# Stated problem
Count the lines below that contain the string "cassock", with case counting, and give only the number.

# Task input
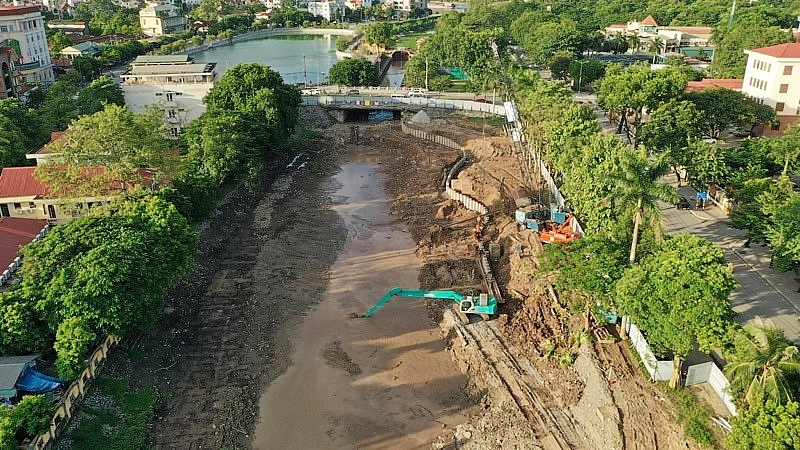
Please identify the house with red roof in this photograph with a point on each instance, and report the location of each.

* * *

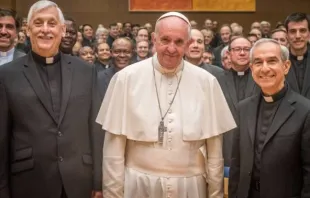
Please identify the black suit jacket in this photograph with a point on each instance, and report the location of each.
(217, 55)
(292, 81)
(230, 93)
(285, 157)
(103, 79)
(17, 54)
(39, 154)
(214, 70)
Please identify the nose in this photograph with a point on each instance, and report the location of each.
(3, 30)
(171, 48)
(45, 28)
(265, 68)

--

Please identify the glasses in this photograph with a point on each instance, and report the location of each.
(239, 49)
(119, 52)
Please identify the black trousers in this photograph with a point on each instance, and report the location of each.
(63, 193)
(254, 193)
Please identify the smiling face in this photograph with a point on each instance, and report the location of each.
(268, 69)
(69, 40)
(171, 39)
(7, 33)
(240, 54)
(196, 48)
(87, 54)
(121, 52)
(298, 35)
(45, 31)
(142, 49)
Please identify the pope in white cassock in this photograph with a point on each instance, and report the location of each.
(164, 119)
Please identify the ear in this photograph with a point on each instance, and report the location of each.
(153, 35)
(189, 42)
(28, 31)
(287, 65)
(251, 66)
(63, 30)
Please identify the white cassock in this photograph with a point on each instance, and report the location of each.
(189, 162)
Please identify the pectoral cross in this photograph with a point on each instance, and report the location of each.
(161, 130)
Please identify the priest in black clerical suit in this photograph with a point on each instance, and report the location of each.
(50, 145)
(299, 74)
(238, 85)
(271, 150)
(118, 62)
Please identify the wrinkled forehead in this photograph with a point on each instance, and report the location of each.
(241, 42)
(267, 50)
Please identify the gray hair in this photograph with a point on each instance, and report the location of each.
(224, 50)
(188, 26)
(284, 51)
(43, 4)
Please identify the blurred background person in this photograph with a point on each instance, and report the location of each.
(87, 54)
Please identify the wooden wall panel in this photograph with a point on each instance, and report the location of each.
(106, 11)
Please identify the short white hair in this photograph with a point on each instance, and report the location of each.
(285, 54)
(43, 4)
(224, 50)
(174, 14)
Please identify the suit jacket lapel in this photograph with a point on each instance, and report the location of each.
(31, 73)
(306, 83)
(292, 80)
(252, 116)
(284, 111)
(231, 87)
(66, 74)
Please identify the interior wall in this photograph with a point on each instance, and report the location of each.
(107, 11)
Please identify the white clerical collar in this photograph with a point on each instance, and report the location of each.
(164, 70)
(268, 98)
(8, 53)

# Written response
2